----- Page extract -----

# Homework Help: Particle acceleration

1. Feb 2, 2006

### tandoorichicken

How do I go about this? I finished it but I think its off a bit. I think it has to do with the extra constant that comes out of integration that I didn't take into account.

Problem: The position of a particle at times t=10 sec and t=5 sec are known to be, respectively,
$$\vec{r}(10) = 10\vec{i}+5\vec{j}-10\vec{k}$$
$$\vec{r} (5) = 3\vec{i}+2\vec{j}+5\vec{k}$$
What is the acceleration of the particle at time t=5 sec if the velocity vector has the form
$$\vec{v}=C_1\vec{i}+C_2 t^2\vec{j}+C_3\ln{t}\vec{k}$$
where C_1, C_2, and C_3 are constants and t is time in seconds?

----- Data excerpts -----

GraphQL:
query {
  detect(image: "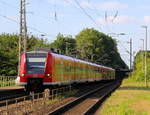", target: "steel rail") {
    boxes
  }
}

[48,81,119,115]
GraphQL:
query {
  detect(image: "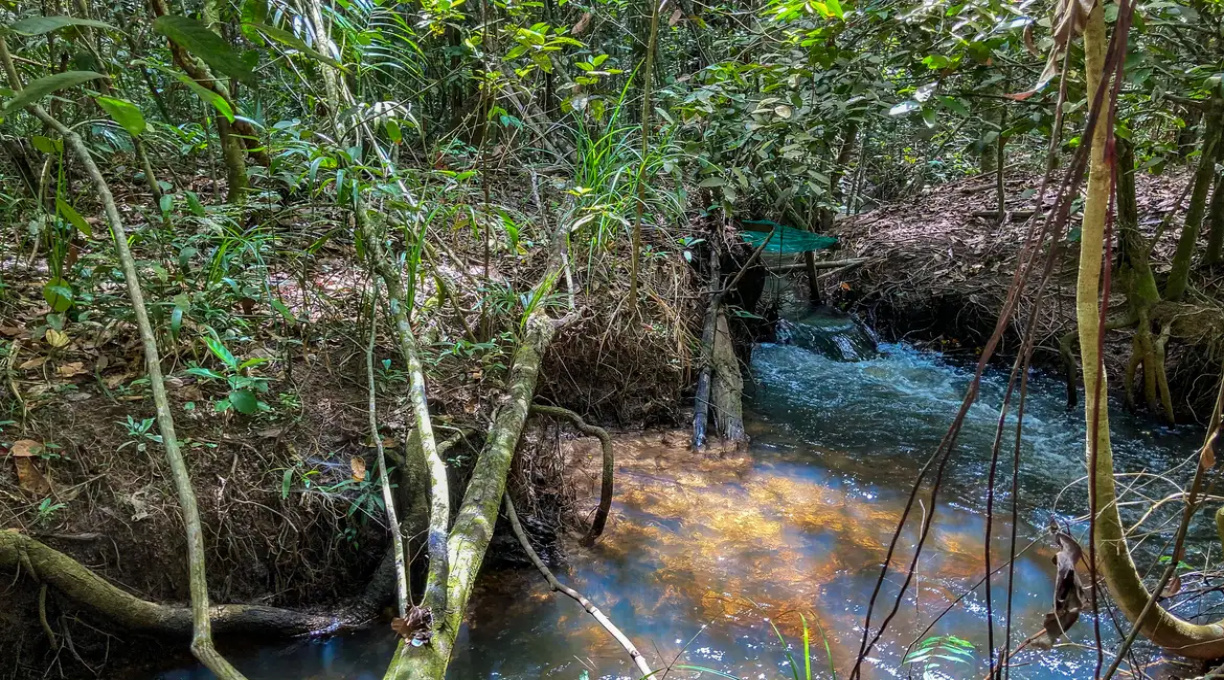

-----

Given request A |
Answer these questions using the particle acceleration thread:
(i) On what date was the post made?
(ii) What is the particle's position vector at t = 10 sec?
(iii) What does the poster suspect was left out of the calculation?
Given request B |
Resume the particle acceleration thread from the point at which it stops.
The listing bears no relation to the particle acceleration thread.

Task output A |
(i) Feb 2, 2006
(ii) 10i + 5j − 10k
(iii) The extra constant that comes out of integration.

Task output B |
What I did:
integrated v(t) to get r(t), $\vec{r}(t)=C_1 t\vec{i}+\frac{1}{3}C_2 t^3\vec{j}+C_3(t\ln{t}-t)\vec{k}$ then integrated once more to get a(t)= $2C_2 t\vec{j} +\frac{C_3}{t}\vec{k}$
I then substituted the initial equation for r(5) into the equation for r(t) to find the constants C_1, C_2, C_3, and then using these constants, found the acceleration for t=5 to be $.48\vec{j}+.33\vec{k}$
The values I got for the constants were .6 for C_1, 6/125 for C_2, and 1/(ln(1)-1) for C_3.

Last edited: Feb 2, 2006
2. Feb 2, 2006

### lightgrav

You NEED to include a constant term for each coordinate.

x(10 sec) = 10 , not 6 as your formula suggests.

You have 2 equations for each coordinate, you can solve for 2 unknowns.

3. Feb 3, 2006

### sporkstorms

I think that's probably the problem. If you take the values you obtained for r(5) and plug them in for r(10) [or vice versa], I think you'll find it's incorrect.

As you're solving it, for each if i j and k you should have 2 equations and 2 unknowns.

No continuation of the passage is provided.